▶ [Instruction] Count the lines in the entries below that contain the string "blurred", treating uppercase and lowercase as different, and give only the number.

▶ [Material for the task]
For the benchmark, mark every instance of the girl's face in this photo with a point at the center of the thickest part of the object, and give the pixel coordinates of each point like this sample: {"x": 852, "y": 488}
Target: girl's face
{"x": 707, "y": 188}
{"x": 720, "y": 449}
...
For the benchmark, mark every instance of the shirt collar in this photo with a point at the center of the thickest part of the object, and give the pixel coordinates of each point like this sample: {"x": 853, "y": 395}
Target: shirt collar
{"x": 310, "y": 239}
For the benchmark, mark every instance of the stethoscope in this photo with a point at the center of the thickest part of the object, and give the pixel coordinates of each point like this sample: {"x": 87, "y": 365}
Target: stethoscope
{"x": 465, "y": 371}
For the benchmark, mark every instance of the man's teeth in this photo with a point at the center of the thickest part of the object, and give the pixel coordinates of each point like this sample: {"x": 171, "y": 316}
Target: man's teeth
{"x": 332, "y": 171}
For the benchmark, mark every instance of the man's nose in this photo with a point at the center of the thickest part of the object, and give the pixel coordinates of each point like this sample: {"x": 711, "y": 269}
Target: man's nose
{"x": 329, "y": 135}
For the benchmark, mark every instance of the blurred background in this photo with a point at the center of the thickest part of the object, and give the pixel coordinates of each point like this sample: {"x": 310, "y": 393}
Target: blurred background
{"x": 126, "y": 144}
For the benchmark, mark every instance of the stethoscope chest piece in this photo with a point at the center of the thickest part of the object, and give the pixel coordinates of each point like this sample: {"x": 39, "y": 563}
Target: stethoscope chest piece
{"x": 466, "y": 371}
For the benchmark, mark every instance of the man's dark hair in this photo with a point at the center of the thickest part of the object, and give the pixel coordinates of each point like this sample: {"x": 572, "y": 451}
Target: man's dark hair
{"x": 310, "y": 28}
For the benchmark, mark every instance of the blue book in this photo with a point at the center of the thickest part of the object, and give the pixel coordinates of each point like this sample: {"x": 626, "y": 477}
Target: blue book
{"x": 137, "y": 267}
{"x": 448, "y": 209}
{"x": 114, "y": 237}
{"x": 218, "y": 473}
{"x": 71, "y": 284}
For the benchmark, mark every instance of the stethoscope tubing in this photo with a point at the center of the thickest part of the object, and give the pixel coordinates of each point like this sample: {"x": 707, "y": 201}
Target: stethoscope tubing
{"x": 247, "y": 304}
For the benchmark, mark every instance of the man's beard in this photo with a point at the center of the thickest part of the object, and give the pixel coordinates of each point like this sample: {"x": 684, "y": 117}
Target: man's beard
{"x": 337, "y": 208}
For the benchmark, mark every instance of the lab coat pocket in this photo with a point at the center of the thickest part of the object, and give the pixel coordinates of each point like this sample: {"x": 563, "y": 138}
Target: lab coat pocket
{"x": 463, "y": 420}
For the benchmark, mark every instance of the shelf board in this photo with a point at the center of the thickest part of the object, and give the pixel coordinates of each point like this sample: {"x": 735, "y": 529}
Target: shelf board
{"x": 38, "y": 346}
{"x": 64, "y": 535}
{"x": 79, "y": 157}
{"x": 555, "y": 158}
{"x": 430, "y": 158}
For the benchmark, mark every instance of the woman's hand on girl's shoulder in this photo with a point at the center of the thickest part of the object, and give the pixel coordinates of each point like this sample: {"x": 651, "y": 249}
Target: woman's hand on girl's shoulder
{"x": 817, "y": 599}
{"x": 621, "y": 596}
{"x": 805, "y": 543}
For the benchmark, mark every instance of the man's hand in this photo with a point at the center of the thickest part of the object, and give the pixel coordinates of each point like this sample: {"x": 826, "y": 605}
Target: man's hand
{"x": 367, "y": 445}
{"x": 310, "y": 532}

▶ [Exercise result] 2